• ACTION ITEM
The output is to match the entries below character for character.

• RECORDED INFORMATION
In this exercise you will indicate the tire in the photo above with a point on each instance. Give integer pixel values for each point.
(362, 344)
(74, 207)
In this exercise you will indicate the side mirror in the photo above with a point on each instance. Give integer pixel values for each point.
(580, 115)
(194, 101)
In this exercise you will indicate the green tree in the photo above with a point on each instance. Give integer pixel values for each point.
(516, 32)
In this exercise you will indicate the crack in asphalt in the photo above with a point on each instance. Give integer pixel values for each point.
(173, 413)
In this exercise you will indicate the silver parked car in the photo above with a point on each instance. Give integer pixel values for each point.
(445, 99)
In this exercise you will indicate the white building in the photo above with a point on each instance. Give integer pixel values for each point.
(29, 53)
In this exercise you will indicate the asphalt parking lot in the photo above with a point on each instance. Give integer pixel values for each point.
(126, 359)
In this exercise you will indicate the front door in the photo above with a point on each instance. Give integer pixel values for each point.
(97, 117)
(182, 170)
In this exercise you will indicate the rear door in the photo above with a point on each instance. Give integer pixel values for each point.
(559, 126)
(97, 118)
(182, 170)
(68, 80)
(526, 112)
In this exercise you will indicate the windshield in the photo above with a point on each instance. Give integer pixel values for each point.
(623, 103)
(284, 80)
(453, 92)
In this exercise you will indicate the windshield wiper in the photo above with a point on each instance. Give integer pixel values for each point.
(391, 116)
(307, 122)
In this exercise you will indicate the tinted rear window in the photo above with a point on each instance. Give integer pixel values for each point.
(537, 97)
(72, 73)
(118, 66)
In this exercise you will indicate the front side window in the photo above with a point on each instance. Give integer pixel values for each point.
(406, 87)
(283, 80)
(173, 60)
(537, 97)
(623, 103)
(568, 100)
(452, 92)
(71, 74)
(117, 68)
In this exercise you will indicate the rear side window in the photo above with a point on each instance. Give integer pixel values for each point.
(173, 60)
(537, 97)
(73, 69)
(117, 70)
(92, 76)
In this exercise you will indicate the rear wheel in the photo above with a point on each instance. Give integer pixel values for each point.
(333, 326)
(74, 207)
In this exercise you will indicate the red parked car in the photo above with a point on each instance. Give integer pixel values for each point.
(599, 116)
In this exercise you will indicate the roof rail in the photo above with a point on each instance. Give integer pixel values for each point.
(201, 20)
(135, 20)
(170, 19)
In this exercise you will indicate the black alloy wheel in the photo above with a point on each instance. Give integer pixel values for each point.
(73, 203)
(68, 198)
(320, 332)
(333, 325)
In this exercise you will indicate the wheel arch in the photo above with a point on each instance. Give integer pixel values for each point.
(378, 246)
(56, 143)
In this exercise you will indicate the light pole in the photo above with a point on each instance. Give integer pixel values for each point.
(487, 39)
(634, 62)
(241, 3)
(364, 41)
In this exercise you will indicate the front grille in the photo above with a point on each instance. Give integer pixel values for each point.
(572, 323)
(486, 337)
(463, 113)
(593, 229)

• REPLY
In this exercise you will indicate the tire in the photo above with a point on each instance. Give integer pixel values for each point.
(362, 344)
(74, 207)
In this exercise you will indicate the side mirror in the photo above with a point on each instance. Give integer pixel values for each point.
(580, 115)
(194, 101)
In this exercise you will indicate the green tree in the photo above with a point on each instance. Give integer pixel values for each point.
(516, 32)
In this exercise you will indicate the crack in asphalt in the photo above with a point on each instance. Give integer pixel values for each point.
(173, 413)
In this exercise you will indicate the silver parked car in the photo above with a point on each instance. Give integer pixel values for each point.
(445, 99)
In this exercise you will indicate the white building in the photo above with a point on each instance. Give integer pixel values for each point.
(29, 53)
In this exercise you will indicate the asphalt parking lot in the photo above with a point on each instance. Give integer pixel values for each point.
(126, 359)
In this exercise you will indicate the front door in the photo above with a point on each instance. Give integer pixel values for each point.
(97, 117)
(182, 170)
In this exercise you will indicate the rear door in the photo above with a point on each instance. Give integer pixel values for each point.
(559, 126)
(97, 118)
(182, 170)
(68, 80)
(526, 112)
In this exercise you will indicate the windshield in the photo above with a point on each instance. Give integer pixel values for each point.
(623, 103)
(284, 80)
(453, 92)
In this exercise you will indicate the windshield wiper in the photo above with a point on each instance. Give integer pixel values for each point.
(391, 116)
(307, 122)
In this exercise you will indicate the tinted rear window in the photo above with a point on each instance. Give integer pixel values for each point.
(537, 97)
(72, 73)
(118, 66)
In this exercise you will indicate the front side window in the photo above with a point on each instance. Give integer pixel values for each point.
(406, 87)
(283, 80)
(173, 60)
(537, 97)
(623, 103)
(568, 100)
(452, 92)
(71, 74)
(117, 68)
In this exercise you will indicate the rear side window in the photo above with a point on each instance. Give integer pixel values for each point.
(173, 60)
(537, 97)
(73, 69)
(117, 70)
(92, 76)
In this exercise you will indicate the rear wheel in the photo above with a point on each instance. Give integer pixel values for each point.
(333, 326)
(74, 207)
In this exercise you will indicate the red parked car in the photo above with a point on each instance. Give integer pixel values for each point.
(599, 116)
In this exercise you will indicate the roof rail in the photo above with a point on each instance. Give integer pixel values for each point.
(201, 20)
(135, 20)
(170, 19)
In this exercise you will indicate the black alloy wheel in the photo above with a point on each instance. Give integer pixel values for each point.
(73, 203)
(68, 198)
(320, 332)
(333, 325)
In this exercise you will indicate the wheel arch in the photo above with a point on each instance. Give integer pixel values for each point.
(378, 246)
(56, 143)
In this exercise you will indicate the light pole in the photo above with a point on each instance. Give integer pixel values for each point.
(487, 39)
(634, 62)
(241, 3)
(364, 41)
In this exercise you will indicate the front grille in the photo above with a point on each instance. Give integer pixel values for each point.
(572, 323)
(486, 337)
(463, 113)
(593, 229)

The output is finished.